→ SOURCE:
:::::

= Steve Chimombo =

Malawian writer (1945–2015)

Steve Bernard Miles Chimombo (4 September 1945 – 11 December 2015) was a Malawian writer, poet, editor and teacher. He was born in Zomba.

==Life==
He was educated at Zomba Catholic Secondary School, then at the University of Malawi where he earned a B.A and helped establish the Malawi Writers Group. At the University of Wales, he took a teaching diploma in English as a Second Language. At Columbia University in the United States, he was awarded his M.A. and Ph.D. in teaching. After studying at Leeds, England, Chimombo returned to Malawi to edit the literary bulletin Outlook-lookout.

He was a professor of English at Chancellor College in Malawi and was considered one of the nation's leading writers. In 1988 his Napolo Poems gained him honorable mention for the Noma Award for Publishing in Africa. He was married to Moira Chimombo.

The poet Stanley Onjezani Kenani wrote the following appreciation of Chimombo: "Except for J.W. Gwengwe, D.D. Phiri, Jack Mapanje, and Francis Chipasula, I cannot think of any Malawian who has contributed more to Malawian literature than Prof. Chimombo."

== Death ==
He died at the age of 70 on 11 December 2015 in Blantyre.

:::::

→ DATA SHOWN:
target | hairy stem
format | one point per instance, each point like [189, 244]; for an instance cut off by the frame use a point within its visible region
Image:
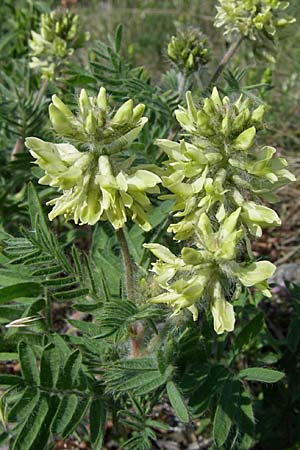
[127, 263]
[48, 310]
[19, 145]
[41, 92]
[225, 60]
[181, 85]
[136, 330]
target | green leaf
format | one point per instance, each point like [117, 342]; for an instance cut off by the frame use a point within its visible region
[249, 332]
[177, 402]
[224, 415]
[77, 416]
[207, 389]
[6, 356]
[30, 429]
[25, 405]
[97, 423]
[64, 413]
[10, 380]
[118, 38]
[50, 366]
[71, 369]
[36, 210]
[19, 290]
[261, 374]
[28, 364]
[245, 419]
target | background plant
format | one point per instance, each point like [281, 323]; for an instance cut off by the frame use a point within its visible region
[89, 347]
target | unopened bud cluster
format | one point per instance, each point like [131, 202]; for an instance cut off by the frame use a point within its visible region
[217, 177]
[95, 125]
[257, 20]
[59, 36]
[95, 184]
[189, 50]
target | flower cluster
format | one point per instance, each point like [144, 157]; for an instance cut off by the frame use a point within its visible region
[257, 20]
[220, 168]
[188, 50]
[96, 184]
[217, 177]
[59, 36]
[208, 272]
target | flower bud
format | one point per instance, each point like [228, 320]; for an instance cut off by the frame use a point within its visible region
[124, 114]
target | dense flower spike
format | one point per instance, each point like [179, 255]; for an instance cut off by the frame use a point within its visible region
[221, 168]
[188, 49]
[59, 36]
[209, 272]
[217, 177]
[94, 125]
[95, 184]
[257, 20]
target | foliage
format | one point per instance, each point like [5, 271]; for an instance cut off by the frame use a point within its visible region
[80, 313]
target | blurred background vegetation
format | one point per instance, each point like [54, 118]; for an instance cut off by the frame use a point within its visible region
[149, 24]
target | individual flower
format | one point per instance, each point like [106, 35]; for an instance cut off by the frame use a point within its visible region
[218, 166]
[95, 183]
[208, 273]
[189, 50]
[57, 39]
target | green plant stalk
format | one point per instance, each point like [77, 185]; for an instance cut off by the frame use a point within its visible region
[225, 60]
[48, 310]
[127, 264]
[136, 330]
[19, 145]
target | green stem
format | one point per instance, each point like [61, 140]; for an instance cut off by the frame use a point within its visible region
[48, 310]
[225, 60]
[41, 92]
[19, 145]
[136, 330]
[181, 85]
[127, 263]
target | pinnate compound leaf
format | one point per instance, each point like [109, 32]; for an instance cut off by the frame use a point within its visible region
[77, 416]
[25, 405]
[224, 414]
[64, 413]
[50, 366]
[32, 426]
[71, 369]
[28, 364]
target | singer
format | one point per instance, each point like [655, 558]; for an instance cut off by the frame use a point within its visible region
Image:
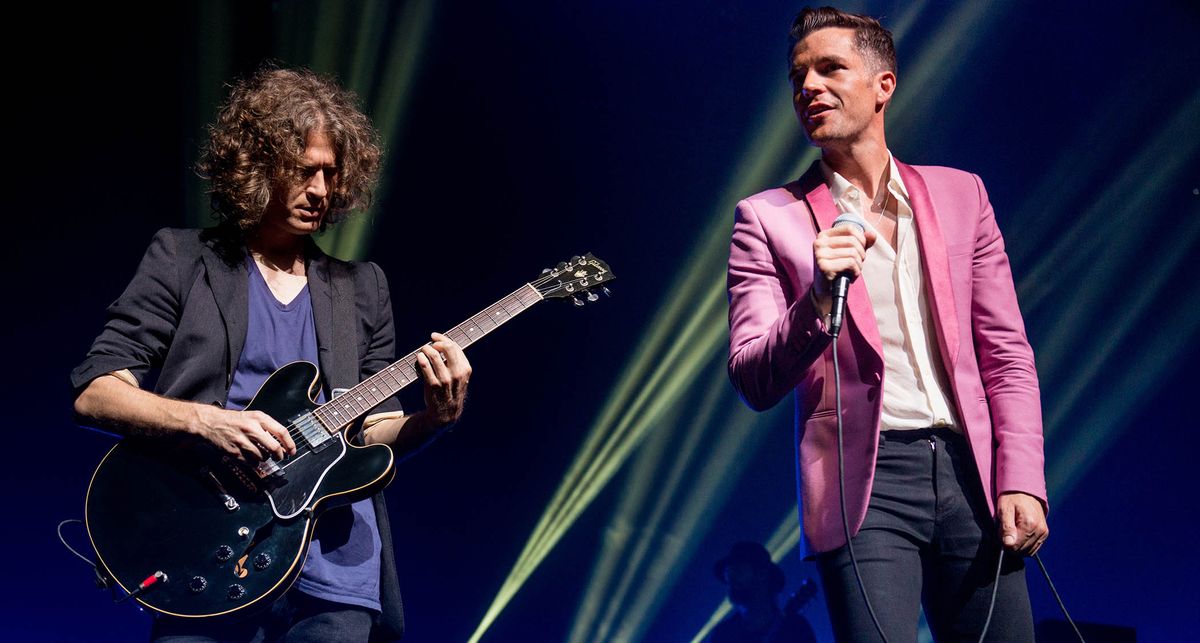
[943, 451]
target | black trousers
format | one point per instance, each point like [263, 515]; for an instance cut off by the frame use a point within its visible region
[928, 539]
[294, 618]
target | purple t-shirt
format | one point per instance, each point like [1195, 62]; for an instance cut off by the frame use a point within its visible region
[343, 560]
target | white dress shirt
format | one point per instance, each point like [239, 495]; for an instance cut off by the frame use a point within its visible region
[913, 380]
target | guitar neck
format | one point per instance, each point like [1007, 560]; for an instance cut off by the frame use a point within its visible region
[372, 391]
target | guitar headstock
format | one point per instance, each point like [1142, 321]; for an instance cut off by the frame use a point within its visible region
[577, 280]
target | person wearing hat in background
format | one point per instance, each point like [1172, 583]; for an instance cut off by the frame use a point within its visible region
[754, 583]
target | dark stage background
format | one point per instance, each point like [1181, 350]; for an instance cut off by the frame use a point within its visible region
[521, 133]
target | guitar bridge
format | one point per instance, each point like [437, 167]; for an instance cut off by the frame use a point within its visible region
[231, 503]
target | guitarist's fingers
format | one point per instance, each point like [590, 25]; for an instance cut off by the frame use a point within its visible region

:::::

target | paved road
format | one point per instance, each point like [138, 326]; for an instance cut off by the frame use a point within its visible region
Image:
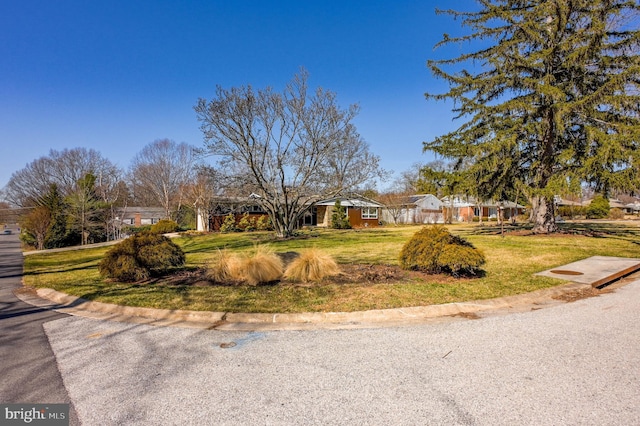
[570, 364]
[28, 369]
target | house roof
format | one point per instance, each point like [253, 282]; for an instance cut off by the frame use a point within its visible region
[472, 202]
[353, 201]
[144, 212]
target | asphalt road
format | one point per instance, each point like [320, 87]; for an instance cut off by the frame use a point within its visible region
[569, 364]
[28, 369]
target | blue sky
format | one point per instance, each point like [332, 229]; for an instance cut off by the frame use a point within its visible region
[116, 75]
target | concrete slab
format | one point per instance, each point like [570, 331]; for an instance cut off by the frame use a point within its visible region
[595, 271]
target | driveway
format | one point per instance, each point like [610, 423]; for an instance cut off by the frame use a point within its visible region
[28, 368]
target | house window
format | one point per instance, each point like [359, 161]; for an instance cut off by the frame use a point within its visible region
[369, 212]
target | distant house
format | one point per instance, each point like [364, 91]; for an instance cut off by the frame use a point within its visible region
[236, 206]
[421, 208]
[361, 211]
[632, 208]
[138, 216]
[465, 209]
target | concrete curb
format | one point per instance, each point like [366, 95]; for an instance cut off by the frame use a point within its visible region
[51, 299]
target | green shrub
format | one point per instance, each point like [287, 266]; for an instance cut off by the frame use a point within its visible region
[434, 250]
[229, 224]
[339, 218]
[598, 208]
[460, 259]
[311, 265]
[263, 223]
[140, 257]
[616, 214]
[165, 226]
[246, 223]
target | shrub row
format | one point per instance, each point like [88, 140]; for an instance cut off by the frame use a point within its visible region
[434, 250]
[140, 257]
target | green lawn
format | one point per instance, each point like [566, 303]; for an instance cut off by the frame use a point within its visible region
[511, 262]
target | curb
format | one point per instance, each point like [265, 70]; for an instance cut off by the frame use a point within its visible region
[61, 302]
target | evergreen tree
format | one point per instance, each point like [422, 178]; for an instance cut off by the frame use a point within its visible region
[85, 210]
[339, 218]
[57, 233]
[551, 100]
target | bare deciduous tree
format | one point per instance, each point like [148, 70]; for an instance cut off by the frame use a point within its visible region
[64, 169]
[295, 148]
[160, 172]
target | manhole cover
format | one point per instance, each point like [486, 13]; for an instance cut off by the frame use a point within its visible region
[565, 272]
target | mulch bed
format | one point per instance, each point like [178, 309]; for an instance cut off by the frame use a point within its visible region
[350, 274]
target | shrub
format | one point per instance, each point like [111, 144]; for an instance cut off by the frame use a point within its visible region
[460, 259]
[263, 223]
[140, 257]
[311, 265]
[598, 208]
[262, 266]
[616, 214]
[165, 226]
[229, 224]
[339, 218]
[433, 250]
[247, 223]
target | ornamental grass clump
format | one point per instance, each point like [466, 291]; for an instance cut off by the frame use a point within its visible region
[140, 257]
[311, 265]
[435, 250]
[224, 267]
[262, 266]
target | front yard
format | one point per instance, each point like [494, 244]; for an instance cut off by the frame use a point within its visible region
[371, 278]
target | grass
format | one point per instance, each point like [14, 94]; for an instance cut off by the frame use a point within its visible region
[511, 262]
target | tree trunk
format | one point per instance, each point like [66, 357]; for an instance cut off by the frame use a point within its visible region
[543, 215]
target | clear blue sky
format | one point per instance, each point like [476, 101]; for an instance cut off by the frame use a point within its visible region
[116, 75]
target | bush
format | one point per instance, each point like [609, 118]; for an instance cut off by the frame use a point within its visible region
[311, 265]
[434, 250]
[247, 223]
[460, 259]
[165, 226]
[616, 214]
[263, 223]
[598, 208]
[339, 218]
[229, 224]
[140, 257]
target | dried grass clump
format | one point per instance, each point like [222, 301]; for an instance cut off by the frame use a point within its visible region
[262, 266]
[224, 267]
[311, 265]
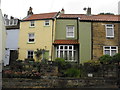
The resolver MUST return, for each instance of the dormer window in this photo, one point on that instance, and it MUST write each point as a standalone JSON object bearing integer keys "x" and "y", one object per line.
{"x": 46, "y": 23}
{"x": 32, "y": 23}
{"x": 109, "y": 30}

:::::

→ WHAT YOU WILL DO:
1) Print the Steve Chimombo article word for word from "He was a professor" to "to Moira Chimombo.".
2) Proceed with the Steve Chimombo article, picking up right after its last sentence.

→ ANSWERS TO EACH TASK:
1)
He was a professor of English at Chancellor College in Malawi and was considered one of the nation's leading writers. In 1988 his Napolo Poems gained him honorable mention for the Noma Award for Publishing in Africa. He was married to Moira Chimombo.

2)
==Works==

===Poetry===
- Napolo Poems, Manchichi Publishers, 1987
- Python! Python! An Epic Poem, Wasi Publications, 1992
- Napolo and the Python, Heinemann Educational Publishers, 1994, ISBN 978-0-435-91199-7

===Plays===
- The Rainmaker (1975)
- Wachiona Ndani? (1983)

===Novels===
- The Basket Girl, Popular Publications, 1990
- The Wrath of Napolo, Wasi Publications, 2000, ISBN 978-99908-48-06-9

===Children's literature===
- The Bird Boy's Song, Wasi Publications, 2002, ISBN 978-99908-48-07-6

===Short stories===
- The Hyena Wears Darkness (2006)

===Nonfiction===
- Malawian Oral Literature: The Aesthetics of Indigenous Arts (1988)
- The Culture of Democracy: Language, Literature, the Arts and Politics in Malawi, 1992–94 (1996)

===Anthologies===
- Chinua Achebe (1992). "The Heinemann book of contemporary African short stories"
- Gerald Moore (2007). "The Penguin Book of Modern African Poetry"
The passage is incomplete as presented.